**What needs to be done**
Edit the security notes from the words "Persistence & Privilege" through "your real secret).", changing every "DPAPI" to "Data Protection API".

**Source extract**

========================================================================

Persistence & Privilege
The skill persists its own state under its data/ directory (data/config.json and a local SQLite DB) and does not request always:true or modify other skills' configs. Autonomous invocation is allowed (platform default). The persistence is limited to the skill's own files and is consistent with its functionality.
Scan Findings in Context
[base64-block] expected: A base64-like block is present in data/config.json as client_secret_enc (DPAPI-encrypted secret). Finding a base64 blob is expected for an encrypted secret stored for DPAPI use, but including such a filled config in the repository is unusual and should be validated (ensure it is not your real secret).

========================================================================

**Record list**

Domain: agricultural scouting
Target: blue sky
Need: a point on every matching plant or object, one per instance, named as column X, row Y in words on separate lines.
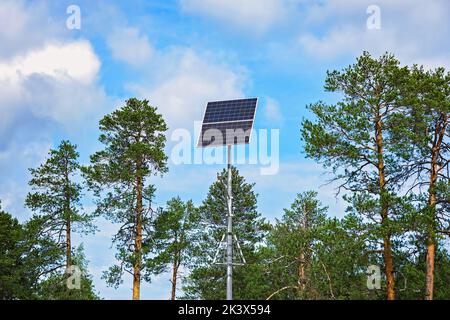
column 56, row 83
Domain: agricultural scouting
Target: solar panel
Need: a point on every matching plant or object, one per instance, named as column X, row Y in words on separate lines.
column 227, row 122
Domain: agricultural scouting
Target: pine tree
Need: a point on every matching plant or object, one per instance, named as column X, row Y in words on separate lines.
column 56, row 197
column 422, row 135
column 352, row 138
column 134, row 142
column 173, row 239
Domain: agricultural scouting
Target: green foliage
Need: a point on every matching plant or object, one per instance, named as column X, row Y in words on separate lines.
column 55, row 286
column 134, row 140
column 56, row 197
column 174, row 237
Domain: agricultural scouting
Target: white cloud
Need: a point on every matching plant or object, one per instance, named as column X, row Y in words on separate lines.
column 129, row 45
column 416, row 32
column 256, row 15
column 75, row 60
column 56, row 82
column 186, row 81
column 24, row 25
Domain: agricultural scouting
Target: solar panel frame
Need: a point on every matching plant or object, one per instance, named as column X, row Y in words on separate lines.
column 249, row 102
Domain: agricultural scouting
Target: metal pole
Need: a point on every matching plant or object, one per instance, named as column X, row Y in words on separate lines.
column 229, row 233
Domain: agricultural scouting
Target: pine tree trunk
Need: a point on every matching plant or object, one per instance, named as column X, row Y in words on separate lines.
column 68, row 219
column 138, row 238
column 387, row 248
column 174, row 278
column 431, row 246
column 68, row 245
column 431, row 243
column 303, row 259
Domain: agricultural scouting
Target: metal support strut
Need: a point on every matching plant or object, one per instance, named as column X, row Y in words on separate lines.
column 229, row 232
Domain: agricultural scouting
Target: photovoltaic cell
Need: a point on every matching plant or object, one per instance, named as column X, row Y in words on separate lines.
column 227, row 122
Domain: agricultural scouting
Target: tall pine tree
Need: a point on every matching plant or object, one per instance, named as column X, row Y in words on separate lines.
column 134, row 140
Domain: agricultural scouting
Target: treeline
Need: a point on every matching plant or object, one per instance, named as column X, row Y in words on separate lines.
column 385, row 143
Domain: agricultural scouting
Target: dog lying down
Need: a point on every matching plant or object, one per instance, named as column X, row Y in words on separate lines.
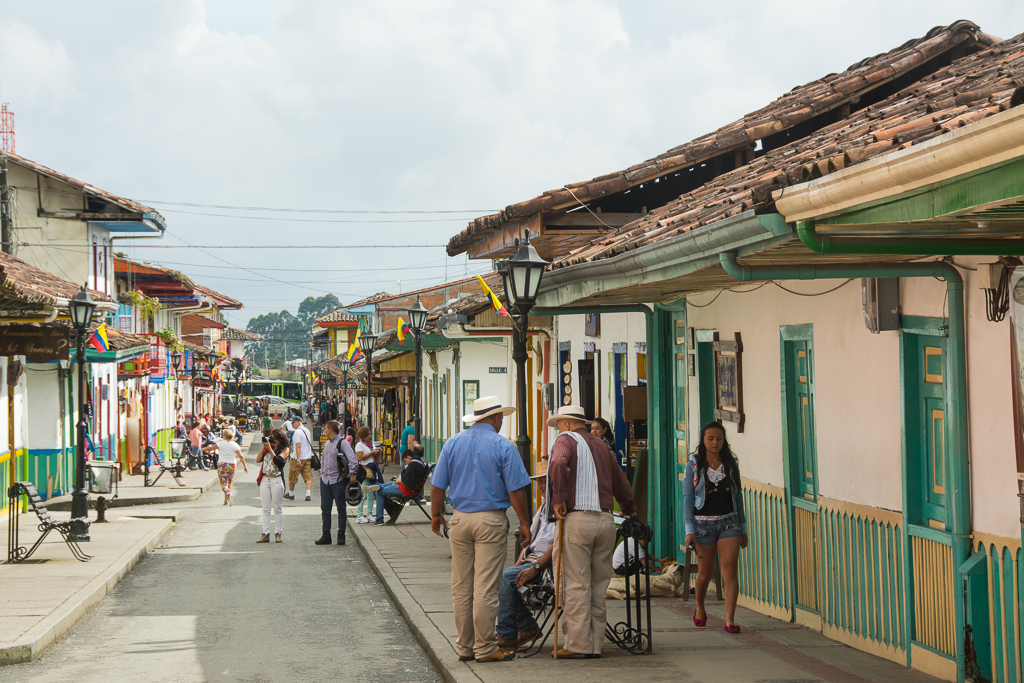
column 666, row 585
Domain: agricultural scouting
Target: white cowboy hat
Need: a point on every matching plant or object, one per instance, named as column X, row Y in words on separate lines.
column 486, row 407
column 567, row 413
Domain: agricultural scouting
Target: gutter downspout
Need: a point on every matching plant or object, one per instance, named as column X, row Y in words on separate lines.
column 957, row 364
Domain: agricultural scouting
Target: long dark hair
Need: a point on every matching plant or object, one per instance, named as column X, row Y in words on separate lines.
column 728, row 459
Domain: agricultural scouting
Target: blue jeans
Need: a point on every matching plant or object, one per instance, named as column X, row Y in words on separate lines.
column 513, row 616
column 333, row 495
column 389, row 488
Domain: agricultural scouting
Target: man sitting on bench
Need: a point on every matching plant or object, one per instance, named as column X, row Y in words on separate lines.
column 516, row 625
column 409, row 485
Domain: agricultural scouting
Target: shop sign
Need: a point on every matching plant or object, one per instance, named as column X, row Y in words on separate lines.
column 39, row 344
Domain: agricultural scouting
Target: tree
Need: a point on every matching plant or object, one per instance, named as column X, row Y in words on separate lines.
column 286, row 332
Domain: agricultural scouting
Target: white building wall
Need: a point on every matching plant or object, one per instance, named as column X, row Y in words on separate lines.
column 858, row 408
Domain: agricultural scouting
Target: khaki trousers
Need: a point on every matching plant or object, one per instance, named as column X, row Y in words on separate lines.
column 300, row 467
column 590, row 543
column 479, row 542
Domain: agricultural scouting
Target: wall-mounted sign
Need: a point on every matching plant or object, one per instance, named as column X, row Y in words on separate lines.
column 38, row 343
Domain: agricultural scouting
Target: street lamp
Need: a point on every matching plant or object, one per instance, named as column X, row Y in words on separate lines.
column 367, row 343
column 417, row 323
column 343, row 366
column 80, row 308
column 521, row 276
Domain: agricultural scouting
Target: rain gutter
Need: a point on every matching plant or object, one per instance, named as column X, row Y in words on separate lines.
column 668, row 259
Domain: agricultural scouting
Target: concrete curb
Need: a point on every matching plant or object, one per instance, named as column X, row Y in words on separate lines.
column 59, row 622
column 434, row 643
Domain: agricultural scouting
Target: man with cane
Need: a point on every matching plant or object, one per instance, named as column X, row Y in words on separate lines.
column 483, row 475
column 585, row 479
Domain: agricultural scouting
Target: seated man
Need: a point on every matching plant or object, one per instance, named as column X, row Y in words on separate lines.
column 516, row 625
column 414, row 473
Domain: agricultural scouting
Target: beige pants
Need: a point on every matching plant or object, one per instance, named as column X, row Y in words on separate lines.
column 479, row 541
column 297, row 467
column 590, row 543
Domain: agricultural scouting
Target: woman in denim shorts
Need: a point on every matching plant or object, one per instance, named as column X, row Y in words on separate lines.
column 713, row 506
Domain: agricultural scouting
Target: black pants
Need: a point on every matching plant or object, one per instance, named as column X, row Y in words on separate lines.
column 333, row 495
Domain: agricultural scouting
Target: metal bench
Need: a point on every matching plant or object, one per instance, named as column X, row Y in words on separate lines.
column 18, row 553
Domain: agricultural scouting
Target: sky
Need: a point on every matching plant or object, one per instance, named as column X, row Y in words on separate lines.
column 203, row 109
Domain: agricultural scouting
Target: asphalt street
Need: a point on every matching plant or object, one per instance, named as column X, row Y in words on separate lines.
column 210, row 604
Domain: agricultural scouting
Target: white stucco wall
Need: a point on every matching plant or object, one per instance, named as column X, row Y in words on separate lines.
column 857, row 391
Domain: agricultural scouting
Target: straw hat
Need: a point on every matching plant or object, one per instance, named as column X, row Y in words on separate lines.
column 541, row 470
column 483, row 408
column 567, row 413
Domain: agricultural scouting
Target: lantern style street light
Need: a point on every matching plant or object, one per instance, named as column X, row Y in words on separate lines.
column 367, row 343
column 343, row 366
column 521, row 275
column 80, row 309
column 418, row 323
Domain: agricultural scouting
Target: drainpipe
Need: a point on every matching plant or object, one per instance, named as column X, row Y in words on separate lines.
column 957, row 364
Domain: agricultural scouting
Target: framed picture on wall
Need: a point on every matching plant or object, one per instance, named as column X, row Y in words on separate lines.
column 729, row 381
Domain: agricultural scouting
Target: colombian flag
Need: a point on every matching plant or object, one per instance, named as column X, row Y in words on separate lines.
column 353, row 347
column 495, row 301
column 98, row 339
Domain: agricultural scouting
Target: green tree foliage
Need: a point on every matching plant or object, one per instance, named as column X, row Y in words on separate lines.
column 283, row 330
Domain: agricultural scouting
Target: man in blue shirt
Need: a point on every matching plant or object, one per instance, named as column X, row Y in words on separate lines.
column 483, row 475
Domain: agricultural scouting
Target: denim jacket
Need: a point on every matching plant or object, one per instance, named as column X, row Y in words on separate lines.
column 693, row 496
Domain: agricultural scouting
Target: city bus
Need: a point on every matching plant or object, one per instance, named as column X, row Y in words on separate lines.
column 288, row 390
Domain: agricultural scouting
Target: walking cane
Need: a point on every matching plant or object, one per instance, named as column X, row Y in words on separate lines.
column 559, row 579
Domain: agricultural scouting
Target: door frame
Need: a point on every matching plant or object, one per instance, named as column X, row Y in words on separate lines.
column 797, row 333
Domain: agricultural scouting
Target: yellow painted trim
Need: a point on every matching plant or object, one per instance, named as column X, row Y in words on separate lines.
column 932, row 664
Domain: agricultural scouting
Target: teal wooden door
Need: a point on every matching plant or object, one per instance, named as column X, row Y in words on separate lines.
column 926, row 428
column 803, row 450
column 679, row 380
column 801, row 446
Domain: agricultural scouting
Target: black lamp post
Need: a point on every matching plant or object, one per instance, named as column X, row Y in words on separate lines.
column 80, row 308
column 343, row 366
column 521, row 275
column 418, row 323
column 367, row 343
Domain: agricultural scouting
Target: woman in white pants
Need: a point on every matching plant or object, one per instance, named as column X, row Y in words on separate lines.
column 271, row 488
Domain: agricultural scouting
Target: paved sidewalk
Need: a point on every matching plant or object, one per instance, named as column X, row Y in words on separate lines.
column 415, row 566
column 44, row 596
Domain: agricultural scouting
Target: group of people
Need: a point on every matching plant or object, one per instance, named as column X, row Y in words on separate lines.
column 572, row 532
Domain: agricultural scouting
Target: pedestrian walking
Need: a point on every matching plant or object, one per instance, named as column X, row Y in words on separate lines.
column 367, row 455
column 300, row 463
column 713, row 509
column 585, row 480
column 228, row 453
column 338, row 465
column 602, row 430
column 271, row 489
column 483, row 475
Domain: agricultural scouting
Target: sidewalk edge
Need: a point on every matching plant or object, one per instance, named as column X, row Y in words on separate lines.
column 434, row 643
column 58, row 623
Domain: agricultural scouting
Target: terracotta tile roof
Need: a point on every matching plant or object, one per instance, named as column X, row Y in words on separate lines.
column 233, row 334
column 970, row 89
column 796, row 107
column 126, row 204
column 23, row 282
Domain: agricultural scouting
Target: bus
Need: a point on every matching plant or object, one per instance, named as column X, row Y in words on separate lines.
column 287, row 390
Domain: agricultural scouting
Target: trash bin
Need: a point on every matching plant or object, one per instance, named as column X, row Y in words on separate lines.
column 102, row 475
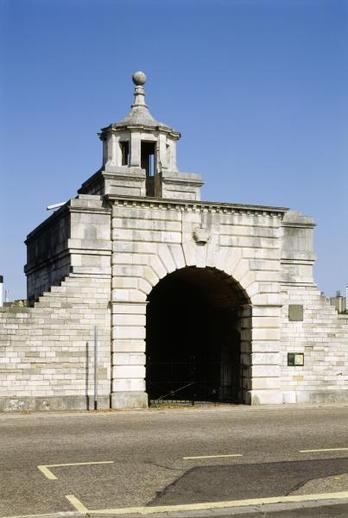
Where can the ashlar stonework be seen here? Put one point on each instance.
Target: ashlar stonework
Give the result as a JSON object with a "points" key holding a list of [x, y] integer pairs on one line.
{"points": [[191, 300]]}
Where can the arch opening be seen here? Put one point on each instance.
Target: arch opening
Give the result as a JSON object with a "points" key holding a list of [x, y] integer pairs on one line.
{"points": [[197, 338]]}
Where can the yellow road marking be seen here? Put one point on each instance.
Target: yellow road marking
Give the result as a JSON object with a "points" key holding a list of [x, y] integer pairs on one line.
{"points": [[323, 449], [44, 468], [75, 502], [212, 456]]}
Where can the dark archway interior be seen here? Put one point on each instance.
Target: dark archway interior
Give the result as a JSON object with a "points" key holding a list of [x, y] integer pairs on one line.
{"points": [[193, 337]]}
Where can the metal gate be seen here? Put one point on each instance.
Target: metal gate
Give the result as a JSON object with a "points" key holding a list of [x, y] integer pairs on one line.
{"points": [[192, 381]]}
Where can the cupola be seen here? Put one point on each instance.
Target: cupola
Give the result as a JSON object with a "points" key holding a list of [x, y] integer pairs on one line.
{"points": [[139, 155]]}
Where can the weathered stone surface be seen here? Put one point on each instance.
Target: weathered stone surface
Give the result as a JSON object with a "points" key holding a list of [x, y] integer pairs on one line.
{"points": [[95, 262]]}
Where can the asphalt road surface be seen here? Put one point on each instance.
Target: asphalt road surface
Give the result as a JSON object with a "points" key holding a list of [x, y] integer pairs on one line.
{"points": [[221, 461]]}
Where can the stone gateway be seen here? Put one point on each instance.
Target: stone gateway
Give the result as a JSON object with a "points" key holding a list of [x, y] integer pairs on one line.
{"points": [[185, 299]]}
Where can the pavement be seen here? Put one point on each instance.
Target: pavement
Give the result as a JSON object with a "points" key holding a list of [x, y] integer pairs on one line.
{"points": [[216, 461]]}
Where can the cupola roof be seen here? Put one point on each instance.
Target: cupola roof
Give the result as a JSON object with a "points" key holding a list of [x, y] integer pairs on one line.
{"points": [[139, 115]]}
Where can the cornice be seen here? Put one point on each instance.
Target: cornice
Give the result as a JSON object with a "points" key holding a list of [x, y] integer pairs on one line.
{"points": [[192, 205]]}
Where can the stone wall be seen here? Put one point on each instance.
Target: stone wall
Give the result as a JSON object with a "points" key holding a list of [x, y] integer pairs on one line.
{"points": [[154, 238], [322, 336], [46, 352]]}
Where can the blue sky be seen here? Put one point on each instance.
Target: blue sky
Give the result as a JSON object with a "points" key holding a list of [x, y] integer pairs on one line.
{"points": [[258, 89]]}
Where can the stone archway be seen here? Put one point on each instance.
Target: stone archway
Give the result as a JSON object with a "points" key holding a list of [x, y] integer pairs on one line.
{"points": [[196, 345]]}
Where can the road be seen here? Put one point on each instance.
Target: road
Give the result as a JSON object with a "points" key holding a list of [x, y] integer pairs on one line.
{"points": [[221, 461]]}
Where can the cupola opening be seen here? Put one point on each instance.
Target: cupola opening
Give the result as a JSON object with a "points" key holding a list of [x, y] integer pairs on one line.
{"points": [[148, 157], [125, 152]]}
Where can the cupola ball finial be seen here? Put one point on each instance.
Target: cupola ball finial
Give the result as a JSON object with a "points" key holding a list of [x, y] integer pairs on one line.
{"points": [[139, 78]]}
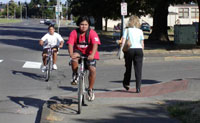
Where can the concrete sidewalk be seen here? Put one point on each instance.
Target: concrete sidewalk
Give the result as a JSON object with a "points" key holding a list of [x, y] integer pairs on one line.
{"points": [[118, 106]]}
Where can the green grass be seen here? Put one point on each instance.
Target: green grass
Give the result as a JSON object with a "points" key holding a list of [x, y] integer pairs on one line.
{"points": [[3, 21], [187, 112]]}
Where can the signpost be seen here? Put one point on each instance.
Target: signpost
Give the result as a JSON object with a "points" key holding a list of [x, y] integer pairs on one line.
{"points": [[123, 13], [58, 11]]}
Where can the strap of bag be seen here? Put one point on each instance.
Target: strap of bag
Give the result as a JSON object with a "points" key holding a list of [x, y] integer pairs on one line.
{"points": [[86, 36]]}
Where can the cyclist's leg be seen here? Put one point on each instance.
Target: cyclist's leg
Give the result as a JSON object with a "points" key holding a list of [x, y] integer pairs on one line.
{"points": [[92, 72], [92, 77], [75, 61], [44, 56], [55, 50], [74, 64]]}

========================================================================

**Task output**
Persistence & Privilege
The skill persists its own state under its data/ directory (data/config.json and a local SQLite DB) and does not request always:true or modify other skills' configs. Autonomous invocation is allowed (platform default). The persistence is limited to the skill's own files and is consistent with its functionality.
Scan Findings in Context
[base64-block] expected: A base64-like block is present in data/config.json as client_secret_enc (Data Protection API-encrypted secret). Finding a base64 blob is expected for an encrypted secret stored for Data Protection API use, but including such a filled config in the repository is unusual and should be validated (ensure it is not your real secret).